Copy out only the lines from the one containing "Place a dot on every instance of the background" through the one containing "Place a dot on every instance of the blue", both included. Replace each "jacket" with "coat" and leave everything else unchanged.

Part of a data file:
--
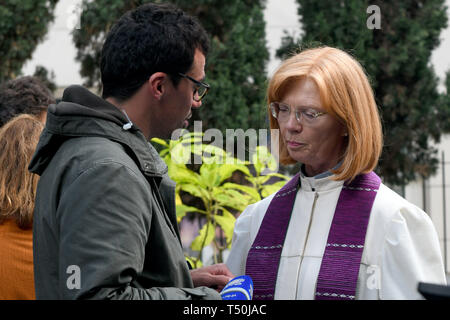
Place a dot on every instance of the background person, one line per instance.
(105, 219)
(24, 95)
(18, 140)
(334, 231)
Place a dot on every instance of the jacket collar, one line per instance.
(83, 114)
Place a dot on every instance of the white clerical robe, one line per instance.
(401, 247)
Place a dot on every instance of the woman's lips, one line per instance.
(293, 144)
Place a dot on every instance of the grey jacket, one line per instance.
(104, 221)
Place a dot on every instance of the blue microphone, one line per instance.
--
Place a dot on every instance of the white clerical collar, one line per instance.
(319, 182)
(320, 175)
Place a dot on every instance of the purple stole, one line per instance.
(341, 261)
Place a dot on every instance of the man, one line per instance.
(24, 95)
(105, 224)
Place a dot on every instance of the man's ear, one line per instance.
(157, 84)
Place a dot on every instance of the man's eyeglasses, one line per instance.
--
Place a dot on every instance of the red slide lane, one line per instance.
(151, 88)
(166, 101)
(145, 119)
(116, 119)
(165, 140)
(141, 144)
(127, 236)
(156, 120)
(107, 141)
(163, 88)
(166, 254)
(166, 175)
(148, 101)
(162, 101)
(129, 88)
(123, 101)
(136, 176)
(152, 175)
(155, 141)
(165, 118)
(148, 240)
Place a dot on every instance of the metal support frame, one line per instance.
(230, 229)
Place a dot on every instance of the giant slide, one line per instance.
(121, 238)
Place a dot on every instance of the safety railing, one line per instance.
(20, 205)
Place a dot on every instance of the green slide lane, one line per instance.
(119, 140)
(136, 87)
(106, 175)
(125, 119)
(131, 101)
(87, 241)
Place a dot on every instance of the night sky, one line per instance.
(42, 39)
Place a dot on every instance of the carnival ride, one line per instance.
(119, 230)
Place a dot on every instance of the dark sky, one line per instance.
--
■ **Output**
Place a dot on every instance of the background person, one line per instance.
(105, 219)
(24, 95)
(18, 140)
(334, 231)
Place a dot on every instance of the coat collar, one line per instance.
(83, 114)
Place a dot on every instance of the white clerical robe, one line per instance.
(401, 247)
Place a dot on every instance of the woman's lips, one line per instance.
(293, 144)
Place a dot on every instance of the grey coat, one line per instance.
(104, 221)
Place a dot on every instance of the blue microphone, one line per instance.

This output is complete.